In recap, a package type default repository location or a repository_url qualifier is useful and desire to locate, but not essential to identify, especially if the identity is "strongly" content-defined like when you use sha256 as version. I have no problem with this. Weird but OK.
Would this be a reasonable set of rules based on OCI's requirements:
repository_url
to override the default location (for ecosystems that require a location) or to provide a hint for where the package could be located (for ecosystems that don't require a location)The intent of these rules is:
Does this resonate with people?
@stevespringett / @coderpatros I'm curious why location matters from a supply chain security perspective if you have a trusted content hash. If you can't trust the content hash, then adding location doesn't make it anymore (or less) trusted. If you trust the content hash, then adding location doesn't make it anymore (or less) trusted. Whatever trust you give to a content hash should be independent of location because it's the same content.
Extending on this, if you have sufficient provenance and pedigree information to say that a given content hash is trusted, from then on the location should be irrelevant. Inversely, if you have information that a content hash can't be trusted (or insufficient information to say you can trust it) then again the location should be irrelevant.
In the SolarWinds example, there was originally belief that a content hash was trusted, and new information came to light that a content hash shouldn't be trusted. Adding location wouldn't have mitigated or changed that outcome because it was the underlying content that became untrusted, not the location it was stored in. In fact, the IoCs provided were content hashes, independent of location.
@iamwillbar at a point in time a component that has been brought into some assembled piece of software, and where it was pulled from, may be "trusted".
But that package repository/mirror/whatever is part of your supply chain. And not everyone in the supply chain validates hashes/signatures along the way. So understanding where something came from can be useful.

--- Source material ---
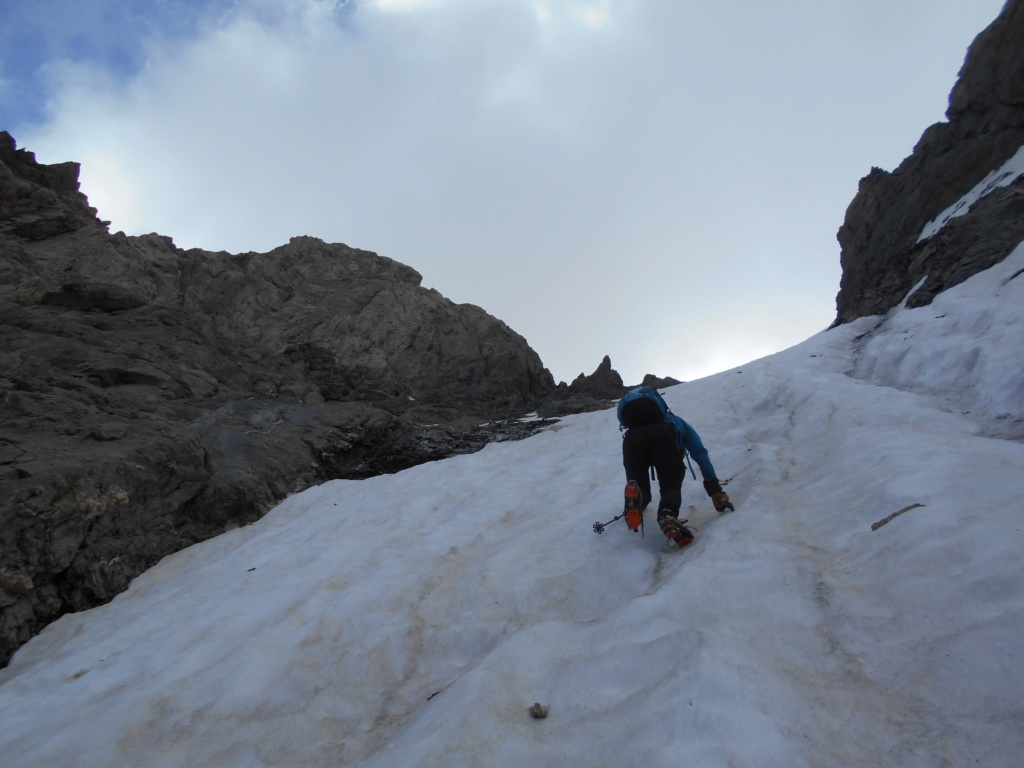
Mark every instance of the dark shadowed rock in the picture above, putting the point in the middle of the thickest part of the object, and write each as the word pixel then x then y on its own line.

--- Task requirements ---
1) In the package-location thread, why can knowing where a component came from still be useful? Answer in one to three sentences.
2) Translate this sentence from the package-location thread into Spanish: "Adding location wouldn't have mitigated or changed that outcome because it was the underlying content that became untrusted, not the location it was stored in."
3) Carry on the thread about package locations and content hashes, starting after its last sentence.
The material after the thread is separate and unrelated to it.

--- Outputs by task ---
1) The package repository or mirror a component was pulled from is part of the supply chain. Not everyone in that chain validates hashes or signatures along the way.

2) Añadir la ubicación no habría mitigado ni cambiado ese resultado, porque lo que dejó de ser confiable fue el contenido subyacente, no la ubicación en la que estaba almacenado.

3)
Especially as the "same" component can be different, with a different hash, depending on where it was retrieved from. For example, nuget adds a signature to packages when they are uploaded. Some of those packages are also published as github release artifacts, distributed as part of an SDK, etc. Without knowing where it was retrieved from makes this situation very problematic.
Signatures don't solve the problem either. They are only good assuming the signing keys, or release process, hasn't been compromised.
@coderpatros I completely agree that repositories, mirrors, etc. are part of the supply chain, but that's independent of whether purl must include a location to establish trust. In the specific OCI case that spawned this discussion the version is a sha256 hash of the content and it can be mirrored to any number of locations and that identity doesn't change. If the content is tampered with or changed intentionally that changes the identity of the package and consumers wouldn't inadvertently retrieve the new package. Likewise, information like vulnerabilities, pedigree, etc. can be attached to the content hash and used independent of the location because the identity of the package is intrinsically linked to its contents. Unnecessarily scoping information to the location may result in relevant information being missed because it's deemed not relevant.
This isn't to say that a location can't be provided as a hint of where you might be able to retrieve the image, that's perfectly valid, but having a location doesn't change the identity or trustworthiness of a content-addressed package.
Yeah, I just don't get how removing information helps. Wouldn't you just parse the purl to extract what you want for particular use cases? Or use the component hash from the SBOM?
@coderpatros the proposal isn't to remove the concept of location but to acknowledge that for some ecosystems location does not make sense because it's not integral to the identity of the package. We're trying to define a new purl type where the concept of "location" doesn't make much sense, there is no default repository, content is often deployed to multiple repositories with no one of those being canonical, content can be moved between repositories and its identity doesn't change and it can be proven the content isn't tampered with.
For any ecosystem where two repositories could serve different content for the same identifier then location should be mandatory for the purl and I'd additionally recommend that a content hash be provided where possible. For ecosystems where the identity is intrinsically linked to the content regardless of location the location should be optional (but can be provided as a hint for retrieval but not as part of identity comparison).
I'm an outsider to purl (so please weigh this input accordingly :sweat_smile:), but in reviewing purl it doesn't seem like the OCI use case is really much (if any) different from say, hosting a Git repo at GitHub vs Bitbucket vs self-hosted -- the commit hash is going to be identical, the underlying data bits are identical, but the location is completely different (and as such, the purl reference is too).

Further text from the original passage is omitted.